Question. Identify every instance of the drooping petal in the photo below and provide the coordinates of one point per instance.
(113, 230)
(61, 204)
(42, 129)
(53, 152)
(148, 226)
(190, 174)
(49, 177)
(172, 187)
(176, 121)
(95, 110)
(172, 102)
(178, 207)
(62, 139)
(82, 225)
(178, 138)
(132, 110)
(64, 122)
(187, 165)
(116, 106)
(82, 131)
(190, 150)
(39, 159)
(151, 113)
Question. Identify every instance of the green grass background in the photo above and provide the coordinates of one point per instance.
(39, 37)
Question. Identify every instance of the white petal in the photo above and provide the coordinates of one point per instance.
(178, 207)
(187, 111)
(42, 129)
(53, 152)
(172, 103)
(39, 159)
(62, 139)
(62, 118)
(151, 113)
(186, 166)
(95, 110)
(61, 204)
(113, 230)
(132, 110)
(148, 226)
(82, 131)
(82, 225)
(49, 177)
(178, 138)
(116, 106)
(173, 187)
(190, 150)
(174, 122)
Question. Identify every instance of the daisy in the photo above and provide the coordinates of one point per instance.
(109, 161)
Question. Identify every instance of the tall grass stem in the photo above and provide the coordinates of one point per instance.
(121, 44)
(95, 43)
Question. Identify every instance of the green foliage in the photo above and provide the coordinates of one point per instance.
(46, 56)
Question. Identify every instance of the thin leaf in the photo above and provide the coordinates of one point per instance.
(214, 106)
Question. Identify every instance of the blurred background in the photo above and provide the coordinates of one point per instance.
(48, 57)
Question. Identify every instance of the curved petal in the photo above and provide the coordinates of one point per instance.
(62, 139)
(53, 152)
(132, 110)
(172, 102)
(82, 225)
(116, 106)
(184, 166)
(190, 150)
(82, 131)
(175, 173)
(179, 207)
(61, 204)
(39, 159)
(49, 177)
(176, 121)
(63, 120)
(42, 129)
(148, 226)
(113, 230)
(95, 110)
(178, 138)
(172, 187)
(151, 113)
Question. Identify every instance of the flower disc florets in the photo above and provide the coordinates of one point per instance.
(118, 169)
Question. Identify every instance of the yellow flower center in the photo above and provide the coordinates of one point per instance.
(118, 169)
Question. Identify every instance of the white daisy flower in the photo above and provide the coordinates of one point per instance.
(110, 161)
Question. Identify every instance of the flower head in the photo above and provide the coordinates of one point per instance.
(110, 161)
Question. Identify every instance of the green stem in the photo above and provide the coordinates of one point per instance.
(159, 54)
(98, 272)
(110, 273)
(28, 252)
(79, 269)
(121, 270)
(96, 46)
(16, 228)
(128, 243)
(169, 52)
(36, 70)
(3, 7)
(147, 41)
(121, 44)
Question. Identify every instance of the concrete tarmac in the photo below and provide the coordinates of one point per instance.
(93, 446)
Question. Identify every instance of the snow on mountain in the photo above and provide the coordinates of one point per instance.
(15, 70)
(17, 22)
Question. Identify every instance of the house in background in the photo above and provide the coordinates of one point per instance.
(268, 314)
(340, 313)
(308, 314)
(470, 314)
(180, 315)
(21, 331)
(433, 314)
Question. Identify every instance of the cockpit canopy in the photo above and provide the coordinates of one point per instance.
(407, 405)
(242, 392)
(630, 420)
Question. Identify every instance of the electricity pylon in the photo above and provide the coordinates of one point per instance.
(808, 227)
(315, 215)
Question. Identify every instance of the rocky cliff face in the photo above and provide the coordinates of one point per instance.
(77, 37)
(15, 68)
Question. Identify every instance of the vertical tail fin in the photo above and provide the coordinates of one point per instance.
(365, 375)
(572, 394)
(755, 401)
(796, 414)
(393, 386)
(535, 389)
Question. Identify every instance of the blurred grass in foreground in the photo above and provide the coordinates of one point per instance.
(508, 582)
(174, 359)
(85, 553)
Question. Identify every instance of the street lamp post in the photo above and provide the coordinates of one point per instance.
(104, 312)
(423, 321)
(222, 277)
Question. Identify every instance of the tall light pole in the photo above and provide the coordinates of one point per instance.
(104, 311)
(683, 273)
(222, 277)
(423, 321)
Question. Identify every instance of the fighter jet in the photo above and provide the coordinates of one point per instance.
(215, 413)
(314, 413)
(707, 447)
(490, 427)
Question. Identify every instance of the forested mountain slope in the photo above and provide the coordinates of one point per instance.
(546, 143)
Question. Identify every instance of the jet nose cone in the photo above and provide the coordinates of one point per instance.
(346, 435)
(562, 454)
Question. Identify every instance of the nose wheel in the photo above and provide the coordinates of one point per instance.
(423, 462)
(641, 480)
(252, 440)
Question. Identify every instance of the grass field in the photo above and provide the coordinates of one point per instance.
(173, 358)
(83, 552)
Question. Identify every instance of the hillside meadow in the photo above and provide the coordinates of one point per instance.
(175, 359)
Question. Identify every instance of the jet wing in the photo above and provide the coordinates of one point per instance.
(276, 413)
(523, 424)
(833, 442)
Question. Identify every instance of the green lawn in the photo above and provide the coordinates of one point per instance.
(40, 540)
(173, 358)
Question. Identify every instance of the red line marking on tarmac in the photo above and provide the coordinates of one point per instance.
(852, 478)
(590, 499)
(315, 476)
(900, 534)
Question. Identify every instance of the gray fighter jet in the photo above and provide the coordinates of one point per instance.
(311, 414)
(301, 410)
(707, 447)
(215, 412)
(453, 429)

★ ★ ★ ★

* WHAT IS ASKED
Reproduce all of the records above word for word, with nothing added, dropped, or reordered.

* WRITTEN RESPONSE
Question. Identify every instance of the drooping petal in the photo below and provide the coordinates of one point per instance.
(113, 230)
(61, 204)
(42, 129)
(53, 152)
(148, 226)
(190, 174)
(49, 177)
(172, 187)
(176, 121)
(95, 110)
(172, 102)
(178, 207)
(62, 139)
(82, 225)
(178, 138)
(132, 110)
(64, 122)
(187, 165)
(116, 106)
(82, 131)
(190, 150)
(39, 159)
(151, 113)
Question. Identify every instance of the green grass background in the photo above and provide the coordinates of one point per instance.
(39, 37)
Question. Identify every instance of the white petal in the photo above and provide the coordinates of one point per instance.
(178, 207)
(187, 111)
(42, 129)
(53, 152)
(172, 103)
(39, 159)
(62, 139)
(62, 118)
(151, 113)
(186, 166)
(95, 110)
(61, 204)
(113, 230)
(132, 110)
(148, 226)
(82, 131)
(82, 225)
(49, 177)
(178, 138)
(116, 106)
(173, 187)
(190, 150)
(174, 122)
Question. Identify every instance of the daisy in the photo above and provide the coordinates of one point per instance.
(109, 161)
Question. Identify every instance of the tall grass stem in the photo above and provide the coordinates of one point per instance.
(121, 44)
(95, 43)
Question. Identify every instance of the green foliage in the photo above and provide the coordinates of one point per instance.
(46, 56)
Question. Identify every instance of the thin leaf in the photo above and provide the coordinates of one point per instance.
(214, 106)
Question. Identify every instance of the blurred background in the photo above and provide the coordinates of one point per instance.
(48, 57)
Question. Identify every instance of the curved petal in the photo above and provide the coordinates of one point per instance.
(62, 139)
(53, 152)
(132, 110)
(172, 102)
(82, 225)
(116, 106)
(184, 166)
(190, 150)
(82, 131)
(175, 173)
(179, 207)
(61, 204)
(39, 159)
(49, 177)
(176, 121)
(63, 120)
(42, 129)
(148, 226)
(113, 230)
(95, 110)
(178, 138)
(172, 187)
(151, 113)
Question. Identify every instance of the flower disc florets in the photo above and provide the coordinates of one point per instance.
(118, 169)
Question. Identify every instance of the yellow flower center in the photo above and provide the coordinates of one point per instance.
(118, 169)
Question. Identify every instance of the white daisy flower in the photo above and provide the coordinates of one point per instance.
(110, 161)
Question. Identify every instance of the flower head in the photo above and provide the coordinates of one point per instance.
(110, 161)
Question. Identify every instance of the green stem in the photo above and provide the coordinates of one point per instance.
(159, 54)
(98, 272)
(110, 273)
(28, 252)
(79, 269)
(121, 270)
(96, 46)
(16, 228)
(128, 243)
(169, 52)
(36, 70)
(3, 7)
(147, 41)
(121, 44)
Question. Identify every instance of the concrete tarmac in the photo below and provide the coordinates of one point per instance.
(93, 446)
Question. Identify every instance of the snow on mountain in the photo above and provide the coordinates of one point per instance.
(15, 70)
(17, 22)
Question. Identify every instance of the house in background in the photo above and provide the coordinates of one point per instance.
(268, 314)
(340, 313)
(308, 314)
(470, 314)
(180, 315)
(21, 331)
(433, 314)
Question. Identify every instance of the cockpit canopy in the photo above and provide the coordinates of one point per instance.
(407, 405)
(242, 392)
(630, 420)
Question. Identify every instance of the electricity pylon in the photo above and provide the coordinates of one point per instance.
(808, 227)
(315, 215)
Question. Identify every instance of the rocky cliff face in the photo above and provide the coordinates of one point per instance.
(77, 37)
(15, 68)
Question. Identify every instance of the vertical tail fin in the photo above and provide the coordinates of one point per instance.
(365, 375)
(572, 394)
(755, 401)
(796, 414)
(393, 386)
(535, 389)
Question. Identify every instance of the blurred grass in foreground in the photo above and provide the coordinates of one point per instance.
(508, 582)
(174, 359)
(85, 553)
Question. Identify every instance of the street lamp post in the photo above and provide the coordinates of one point per instance.
(104, 312)
(423, 321)
(222, 277)
Question. Identify every instance of the tall light pole in the photo above and provide the coordinates of one point per instance.
(104, 311)
(683, 273)
(222, 277)
(423, 321)
Question. Identify every instance of the fighter jet in the photo above and provide the coordinates of one point per instance.
(215, 413)
(314, 413)
(707, 447)
(490, 427)
Question. Identify every instance of the forested mountain slope in the photo above and provide the coordinates of one point per instance.
(546, 143)
Question. Identify every instance of the jet nose cone in the photo above and provide the coordinates of one point per instance.
(346, 435)
(562, 454)
Question. Identify every instance of the nose wheel in the photo above and provide the coordinates of one point per instance.
(423, 462)
(641, 480)
(252, 440)
Question. Identify every instance of the grass field in the photo above and provide the coordinates of one point per instance.
(173, 358)
(83, 552)
Question. Identify every instance of the hillside meadow in the photo above and provide the coordinates of one point per instance.
(175, 359)
Question. Identify every instance of the jet wing in the photo above and provide the coordinates of one point per instance.
(276, 413)
(523, 424)
(833, 442)
Question. Identify every instance of the green lawn in the photo above and provide the coordinates of one point per instance.
(40, 540)
(173, 358)
Question. Identify every instance of the red line marking on tarmac in the photo above and provide the coordinates of one point per instance.
(852, 478)
(590, 499)
(315, 476)
(900, 534)
Question. Identify every instance of the gray fighter jet in the photo above and provide the coordinates of one point per instance.
(311, 414)
(301, 410)
(707, 447)
(215, 412)
(453, 429)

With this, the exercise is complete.